## begin EXCERPT TO READ
In The Hobbit, the ring's invisibility is effective against orcs, dwarves, wood-elves, men, hobbits, giant spiders, Smaug, Gandalf, and Gollum (not yet counted as a hobbit). I'd count two times for Gandalf - Bilbo finding the group again after escaping the goblin tunnels, and when Gandalf and others are searching for the unconscious invisible Bilbo after the Battle of Five Armies.

In The Lord of the Rings, the Ring makes it easier for Ringwraiths to see you, and Sauron himself can perceive the Ring being worn. The Ringwraiths are in the same unseen realm as Frodo when they see each other on Weathertop. There are no examples, other than the exceptional case of Tom Bombadil, of a ring-user being seen by a non-ring-user. When the Nazgul are fleeing "unhorsed and unmasked", none of the pursuing elves are able to track them - a group which must include some who like Glorfindel had a presence in the unseen. They are described in The Silmarillion as "unseen by all eyes in this world beneath the sun", a simplification, but one which lands differently from something like "unseen by all eyes save those who had beheld the light of the Trees", which Tolkien did not write.
## end EXCERPT TO READ
## begin MATERIAL
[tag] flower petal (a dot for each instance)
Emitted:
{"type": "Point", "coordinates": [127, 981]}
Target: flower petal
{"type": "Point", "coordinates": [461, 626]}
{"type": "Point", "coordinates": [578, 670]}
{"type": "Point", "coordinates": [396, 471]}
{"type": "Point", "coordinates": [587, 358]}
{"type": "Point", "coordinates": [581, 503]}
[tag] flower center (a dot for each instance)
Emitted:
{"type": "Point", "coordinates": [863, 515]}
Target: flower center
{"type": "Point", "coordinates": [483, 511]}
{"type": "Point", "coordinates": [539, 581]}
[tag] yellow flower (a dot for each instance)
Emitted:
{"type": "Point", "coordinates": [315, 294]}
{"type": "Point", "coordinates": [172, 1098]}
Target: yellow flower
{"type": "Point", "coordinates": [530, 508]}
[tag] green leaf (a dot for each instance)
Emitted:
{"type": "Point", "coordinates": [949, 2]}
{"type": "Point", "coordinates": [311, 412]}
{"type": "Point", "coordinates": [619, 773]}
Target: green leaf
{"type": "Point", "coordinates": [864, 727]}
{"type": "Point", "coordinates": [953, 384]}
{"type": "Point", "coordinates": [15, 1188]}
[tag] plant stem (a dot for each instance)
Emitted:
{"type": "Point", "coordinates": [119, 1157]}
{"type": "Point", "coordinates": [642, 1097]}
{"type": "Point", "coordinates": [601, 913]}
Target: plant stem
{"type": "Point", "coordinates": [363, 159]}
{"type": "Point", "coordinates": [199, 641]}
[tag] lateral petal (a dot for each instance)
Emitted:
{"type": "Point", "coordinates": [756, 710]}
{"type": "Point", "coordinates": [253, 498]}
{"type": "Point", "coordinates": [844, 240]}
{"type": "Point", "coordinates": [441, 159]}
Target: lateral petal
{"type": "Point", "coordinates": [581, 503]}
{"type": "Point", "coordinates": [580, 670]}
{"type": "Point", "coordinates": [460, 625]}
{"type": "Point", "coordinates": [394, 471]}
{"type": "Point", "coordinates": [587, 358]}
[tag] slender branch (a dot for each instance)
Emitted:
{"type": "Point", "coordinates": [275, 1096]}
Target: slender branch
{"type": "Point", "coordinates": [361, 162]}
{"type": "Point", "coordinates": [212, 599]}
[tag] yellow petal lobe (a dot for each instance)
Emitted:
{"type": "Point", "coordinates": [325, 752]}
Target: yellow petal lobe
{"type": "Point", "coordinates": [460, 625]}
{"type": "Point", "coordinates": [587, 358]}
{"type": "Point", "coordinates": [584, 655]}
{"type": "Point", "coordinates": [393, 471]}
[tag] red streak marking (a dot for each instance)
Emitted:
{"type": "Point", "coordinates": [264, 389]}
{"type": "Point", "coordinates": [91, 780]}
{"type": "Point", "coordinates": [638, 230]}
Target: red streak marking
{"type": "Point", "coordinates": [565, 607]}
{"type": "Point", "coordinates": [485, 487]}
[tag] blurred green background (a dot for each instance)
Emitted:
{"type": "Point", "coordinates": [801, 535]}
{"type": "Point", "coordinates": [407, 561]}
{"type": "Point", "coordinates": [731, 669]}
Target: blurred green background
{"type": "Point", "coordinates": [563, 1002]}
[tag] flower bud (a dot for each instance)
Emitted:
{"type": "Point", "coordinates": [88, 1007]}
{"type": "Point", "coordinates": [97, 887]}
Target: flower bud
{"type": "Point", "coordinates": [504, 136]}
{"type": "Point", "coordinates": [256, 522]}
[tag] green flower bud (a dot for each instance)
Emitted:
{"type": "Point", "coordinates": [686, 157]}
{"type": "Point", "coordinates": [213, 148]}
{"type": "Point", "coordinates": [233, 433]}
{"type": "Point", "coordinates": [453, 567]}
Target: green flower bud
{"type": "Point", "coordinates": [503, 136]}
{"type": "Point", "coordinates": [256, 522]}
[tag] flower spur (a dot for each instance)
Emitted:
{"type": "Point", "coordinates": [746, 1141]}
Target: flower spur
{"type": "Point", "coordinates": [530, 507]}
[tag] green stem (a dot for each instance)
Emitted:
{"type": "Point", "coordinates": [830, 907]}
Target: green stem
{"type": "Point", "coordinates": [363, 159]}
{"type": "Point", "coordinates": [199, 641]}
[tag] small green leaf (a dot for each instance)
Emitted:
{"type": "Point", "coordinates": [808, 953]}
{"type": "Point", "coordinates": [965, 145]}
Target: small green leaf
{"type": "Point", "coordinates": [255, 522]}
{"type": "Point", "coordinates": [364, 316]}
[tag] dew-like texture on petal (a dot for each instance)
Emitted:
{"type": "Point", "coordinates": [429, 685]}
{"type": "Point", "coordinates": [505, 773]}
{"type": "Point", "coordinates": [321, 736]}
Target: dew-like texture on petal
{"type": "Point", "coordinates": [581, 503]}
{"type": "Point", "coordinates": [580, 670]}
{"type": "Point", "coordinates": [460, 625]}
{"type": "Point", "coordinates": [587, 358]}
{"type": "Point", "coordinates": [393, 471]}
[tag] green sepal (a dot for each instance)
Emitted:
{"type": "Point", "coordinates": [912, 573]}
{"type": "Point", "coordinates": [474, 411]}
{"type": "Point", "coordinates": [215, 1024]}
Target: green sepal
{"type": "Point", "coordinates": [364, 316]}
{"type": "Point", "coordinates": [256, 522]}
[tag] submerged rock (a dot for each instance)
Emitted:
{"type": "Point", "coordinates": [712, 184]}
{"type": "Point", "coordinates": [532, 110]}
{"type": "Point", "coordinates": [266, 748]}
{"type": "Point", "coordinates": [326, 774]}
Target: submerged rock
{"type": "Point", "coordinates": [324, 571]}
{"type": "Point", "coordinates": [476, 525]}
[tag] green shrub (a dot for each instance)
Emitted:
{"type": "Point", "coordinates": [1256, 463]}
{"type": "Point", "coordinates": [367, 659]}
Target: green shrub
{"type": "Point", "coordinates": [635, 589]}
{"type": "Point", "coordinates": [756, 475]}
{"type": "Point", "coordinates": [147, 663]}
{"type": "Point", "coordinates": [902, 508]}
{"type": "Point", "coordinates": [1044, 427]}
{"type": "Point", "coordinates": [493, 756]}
## end MATERIAL
■ **EXERCISE TASKS**:
**a.** Answer each question from the passage on the Ring's invisibility, one answer per line, marked as the questions are.
(i) In The Hobbit, on which two occasions is Gandalf counted?
(ii) Where do the Ringwraiths and Frodo see each other?
(iii) Who is named as the exception to a ring-user being seen by a non-ring-user?
**b.** Tally the lines of the records that contain the string "submerged". Give only the number.

■ **SOLVED TASKS**:
**a.**
(i) When Bilbo finds the group again after escaping the goblin tunnels, and when Gandalf and others search for the unconscious, invisible Bilbo after the Battle of Five Armies.
(ii) On Weathertop.
(iii) Tom Bombadil.

**b.** 2